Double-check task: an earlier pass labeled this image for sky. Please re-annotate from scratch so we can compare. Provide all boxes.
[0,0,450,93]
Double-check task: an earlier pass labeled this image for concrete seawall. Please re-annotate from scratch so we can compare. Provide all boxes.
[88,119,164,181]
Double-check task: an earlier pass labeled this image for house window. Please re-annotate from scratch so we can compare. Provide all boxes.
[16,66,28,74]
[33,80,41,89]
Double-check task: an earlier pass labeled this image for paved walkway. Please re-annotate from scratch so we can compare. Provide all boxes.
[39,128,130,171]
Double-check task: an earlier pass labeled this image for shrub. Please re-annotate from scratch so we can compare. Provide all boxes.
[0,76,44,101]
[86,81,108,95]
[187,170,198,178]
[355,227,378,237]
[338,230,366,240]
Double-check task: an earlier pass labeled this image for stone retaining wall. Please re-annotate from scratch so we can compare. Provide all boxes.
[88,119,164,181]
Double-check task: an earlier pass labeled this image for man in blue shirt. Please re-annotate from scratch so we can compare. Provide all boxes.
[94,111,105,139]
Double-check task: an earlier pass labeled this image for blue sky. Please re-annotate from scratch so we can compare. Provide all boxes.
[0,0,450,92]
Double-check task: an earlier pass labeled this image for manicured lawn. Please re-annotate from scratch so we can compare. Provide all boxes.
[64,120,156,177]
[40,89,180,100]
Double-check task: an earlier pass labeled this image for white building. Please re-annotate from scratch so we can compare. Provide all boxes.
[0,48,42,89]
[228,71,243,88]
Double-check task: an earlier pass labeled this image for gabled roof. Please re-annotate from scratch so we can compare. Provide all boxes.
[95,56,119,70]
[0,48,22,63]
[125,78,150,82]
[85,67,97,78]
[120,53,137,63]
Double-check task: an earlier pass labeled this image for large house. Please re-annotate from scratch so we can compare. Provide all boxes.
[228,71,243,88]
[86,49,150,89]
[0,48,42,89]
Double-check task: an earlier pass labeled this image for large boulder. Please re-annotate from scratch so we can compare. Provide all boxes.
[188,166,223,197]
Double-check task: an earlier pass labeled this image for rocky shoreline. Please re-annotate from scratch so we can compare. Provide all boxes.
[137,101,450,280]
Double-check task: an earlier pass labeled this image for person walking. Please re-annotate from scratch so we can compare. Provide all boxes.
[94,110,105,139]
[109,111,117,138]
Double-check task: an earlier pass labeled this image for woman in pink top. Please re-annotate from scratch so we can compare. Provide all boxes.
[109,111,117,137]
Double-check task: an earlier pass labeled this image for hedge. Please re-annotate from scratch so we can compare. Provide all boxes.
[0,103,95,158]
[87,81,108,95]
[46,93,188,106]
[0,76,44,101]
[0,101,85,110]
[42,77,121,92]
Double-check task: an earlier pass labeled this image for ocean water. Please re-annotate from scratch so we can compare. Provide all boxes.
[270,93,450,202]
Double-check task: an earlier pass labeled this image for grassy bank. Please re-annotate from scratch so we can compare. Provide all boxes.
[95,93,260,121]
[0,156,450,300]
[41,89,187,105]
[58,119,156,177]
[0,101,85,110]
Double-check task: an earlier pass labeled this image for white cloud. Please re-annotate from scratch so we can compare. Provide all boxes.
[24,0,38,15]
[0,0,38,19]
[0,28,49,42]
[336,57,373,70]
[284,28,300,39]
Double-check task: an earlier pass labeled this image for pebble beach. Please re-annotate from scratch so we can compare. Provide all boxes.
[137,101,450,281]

---------------

The problem: Repeat the lines between the line holding "Double-check task: an earlier pass labeled this image for gabled" and the line holding "[120,53,137,63]", inclusive, changing "gabled roof" to "pitched roof" and leaving everything else unchanged.

Correct result:
Double-check task: an earlier pass labeled this image for pitched roof. Please re-annotate from scratch so we can compare. Provide all boxes.
[95,56,119,70]
[0,48,22,63]
[125,78,150,82]
[85,67,97,78]
[120,53,137,63]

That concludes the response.